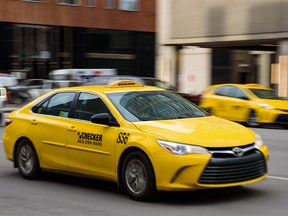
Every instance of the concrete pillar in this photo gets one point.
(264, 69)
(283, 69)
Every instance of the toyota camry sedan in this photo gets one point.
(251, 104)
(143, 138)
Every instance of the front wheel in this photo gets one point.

• • • • • • •

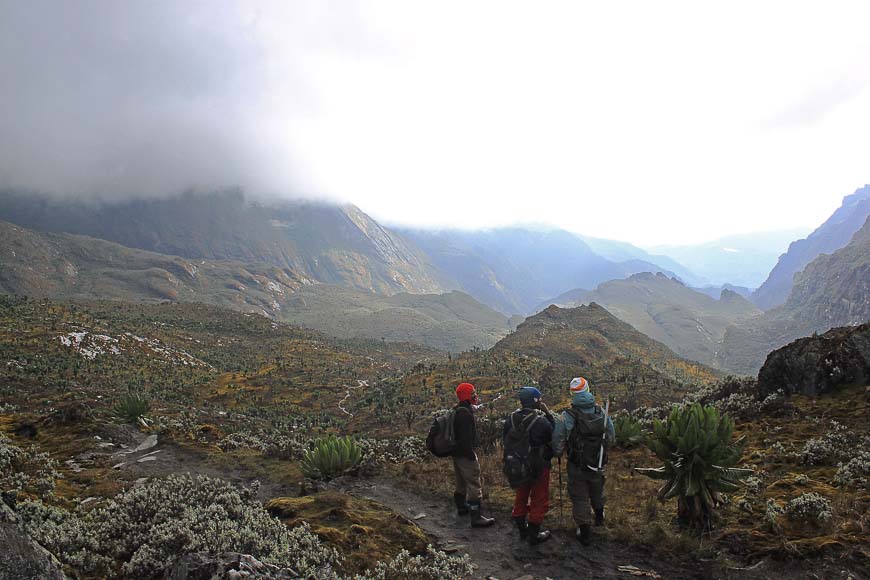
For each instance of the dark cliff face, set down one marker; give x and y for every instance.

• • • • • • •

▸ ASSIGNED TASK: Look above for the line containing "Every instance of the toyota" and the line containing "Every instance of the front". Transcribe both, with the lines between them, exactly.

▸ TASK OUTPUT:
Every instance of the toyota camry sedan in this photo gets one point.
(251, 104)
(143, 138)
Every instance of the front wheel in this photo gets one point.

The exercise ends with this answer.